== Problem statement ==
How do the lines read from the one holding "Can you see the man's" through the last line of the listing? Set them down exactly, pictures omitted.
= = = = =
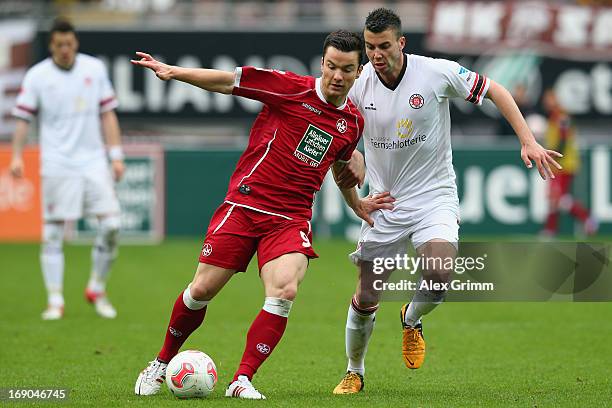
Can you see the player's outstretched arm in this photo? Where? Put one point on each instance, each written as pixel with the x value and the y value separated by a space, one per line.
pixel 212 80
pixel 351 174
pixel 362 207
pixel 530 148
pixel 19 139
pixel 112 133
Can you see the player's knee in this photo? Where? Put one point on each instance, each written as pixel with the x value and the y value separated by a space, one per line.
pixel 440 275
pixel 53 237
pixel 109 231
pixel 366 300
pixel 201 289
pixel 287 292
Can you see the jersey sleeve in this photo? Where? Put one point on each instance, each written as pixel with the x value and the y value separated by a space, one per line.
pixel 355 94
pixel 267 85
pixel 108 100
pixel 27 100
pixel 458 81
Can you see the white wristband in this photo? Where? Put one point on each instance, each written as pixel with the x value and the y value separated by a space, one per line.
pixel 115 153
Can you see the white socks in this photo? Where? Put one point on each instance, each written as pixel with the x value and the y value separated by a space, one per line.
pixel 103 253
pixel 277 306
pixel 190 302
pixel 52 262
pixel 359 329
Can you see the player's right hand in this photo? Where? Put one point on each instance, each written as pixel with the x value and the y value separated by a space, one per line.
pixel 163 71
pixel 16 168
pixel 380 201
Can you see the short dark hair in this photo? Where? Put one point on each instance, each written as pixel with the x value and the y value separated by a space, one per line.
pixel 344 41
pixel 382 19
pixel 61 25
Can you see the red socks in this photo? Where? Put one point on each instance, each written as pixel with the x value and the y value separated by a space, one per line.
pixel 263 336
pixel 183 321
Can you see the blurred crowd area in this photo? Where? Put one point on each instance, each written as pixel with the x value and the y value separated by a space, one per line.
pixel 583 82
pixel 230 14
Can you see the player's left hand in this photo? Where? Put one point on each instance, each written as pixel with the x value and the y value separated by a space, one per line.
pixel 353 173
pixel 118 168
pixel 542 157
pixel 366 205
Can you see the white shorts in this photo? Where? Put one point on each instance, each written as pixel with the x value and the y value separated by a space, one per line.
pixel 71 196
pixel 394 230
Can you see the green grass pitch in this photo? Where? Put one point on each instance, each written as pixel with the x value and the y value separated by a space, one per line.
pixel 479 354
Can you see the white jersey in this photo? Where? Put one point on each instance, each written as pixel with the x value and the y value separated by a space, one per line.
pixel 407 129
pixel 68 104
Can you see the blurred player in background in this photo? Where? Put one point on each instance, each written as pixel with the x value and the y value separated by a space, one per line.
pixel 561 136
pixel 405 103
pixel 305 126
pixel 72 96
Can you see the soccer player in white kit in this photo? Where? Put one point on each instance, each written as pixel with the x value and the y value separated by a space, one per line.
pixel 405 102
pixel 72 96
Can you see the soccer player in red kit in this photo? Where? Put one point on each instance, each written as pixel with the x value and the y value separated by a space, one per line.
pixel 306 126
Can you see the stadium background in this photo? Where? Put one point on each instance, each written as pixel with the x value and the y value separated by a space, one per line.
pixel 183 143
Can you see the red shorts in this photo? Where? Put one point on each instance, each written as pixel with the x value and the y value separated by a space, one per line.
pixel 235 233
pixel 560 185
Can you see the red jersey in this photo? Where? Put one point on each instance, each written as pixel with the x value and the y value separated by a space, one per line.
pixel 294 141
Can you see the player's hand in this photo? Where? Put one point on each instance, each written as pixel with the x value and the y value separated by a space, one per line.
pixel 163 71
pixel 366 205
pixel 542 157
pixel 16 167
pixel 353 173
pixel 118 168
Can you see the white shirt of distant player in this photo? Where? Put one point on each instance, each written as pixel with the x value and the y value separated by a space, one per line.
pixel 407 129
pixel 68 104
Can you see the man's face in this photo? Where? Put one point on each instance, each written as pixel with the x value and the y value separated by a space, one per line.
pixel 550 102
pixel 384 50
pixel 339 71
pixel 63 48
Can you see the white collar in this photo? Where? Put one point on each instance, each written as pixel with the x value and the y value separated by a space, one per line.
pixel 322 97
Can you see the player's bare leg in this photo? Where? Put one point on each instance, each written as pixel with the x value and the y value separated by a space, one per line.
pixel 360 322
pixel 103 254
pixel 52 265
pixel 281 278
pixel 424 300
pixel 187 315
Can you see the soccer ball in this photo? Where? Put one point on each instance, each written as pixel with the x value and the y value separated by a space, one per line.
pixel 191 374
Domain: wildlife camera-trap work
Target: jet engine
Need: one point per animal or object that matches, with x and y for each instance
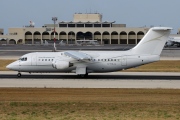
= = = = =
== Task response ==
Can you see the man's face in this photo? Where? Put one point on each instance, each written as pixel with the x value and the y value separated by a space, one per line.
pixel 550 102
pixel 384 50
pixel 339 71
pixel 63 48
Can you see the white collar in this photo? Where? Put one point on each instance, each written as pixel with the x value and the y value separated by a space, one per line.
pixel 322 97
Can you see the player's bare leg in this photo? Where? Put one point on each instance, each written as pixel with the x value and the y value separated by a space, one per line.
pixel 360 322
pixel 103 254
pixel 52 265
pixel 281 278
pixel 424 300
pixel 187 315
Can you see the soccer ball in this photo? Where? Put one point on each instance, each written as pixel with the x value and the y value separated by a space, one per line.
pixel 191 374
Domain: wildlife camera-trap work
Target: jet engine
Need: one point per animal or object that matches, with x and y for each instance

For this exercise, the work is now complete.